-- Begin Selected excerpt --

EGA Optimal Model Fit using the Total Entropy Fit Index (tefi)

Estimates the best fitting model using EGA. The number of steps in the cluster_walktrap detection algorithm is varied and unique community solutions are compared using tefi.

Usage

EGA.fit(
  data,
  n = NULL,
  corr = c("auto", "cor_auto", "cosine", "pearson", "spearman"),
  na.data = c("pairwise", "listwise"),
  model = c("BGGM", "glasso", "TMFG"),
  algorithm = c("leiden", "louvain", "walktrap"),
  plot.EGA = TRUE,
  verbose = FALSE,
  ...
)

Arguments

data

Matrix or data frame. Should consist only of variables to be used in the analysis

n

Numeric (length = 1). Sample size if data is a correlation matrix

corr

Character (length = 1). Method to compute correlations. Defaults to "auto". Available options:

"auto" — Automatically computes appropriate correlations for the data using Pearson's for continuous, polychoric for ordinal, tetrachoric for binary, and polyserial/biserial for ordinal/binary with continuous. To change the number of categories that are considered ordinal, use ordinal.categories (see polychoric.matrix for more details)
"cor_auto" — Uses cor_auto to compute correlations. Arguments can be passed along to the function
"cosine" — Uses cosine to compute cosine similarity
"pearson" — Pearson's correlation is computed for all variables regardless of categories
"spearman" — Spearman's rank-order correlation is computed for all variables regardless of categories

For other similarity measures, compute them first and input them into data with the sample size (n)

-- End Selected excerpt --

**Tasks to perform:**
1/ According to the EGA.fit reference page, what is the default setting of the corr argument?
2/ Using the EGA.fit reference page, say whether each statement agrees with it: (a) The "spearman" option computes Spearman's rank-order correlation only for ordinal variables. (b) The n argument gives the sample size when data is a correlation matrix. (c) The "auto" option uses tetrachoric correlations for binary variables.

-- Begin Data extract --

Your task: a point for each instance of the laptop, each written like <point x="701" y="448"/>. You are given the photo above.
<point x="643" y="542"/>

-- End Data extract --

**Solved problems:**
1/ The default is "auto".

2/
(a) No: "Spearman's rank-order correlation is computed for all variables regardless of categories"
(b) Yes: "Sample size if data is a correlation matrix"
(c) Yes: "tetrachoric for binary"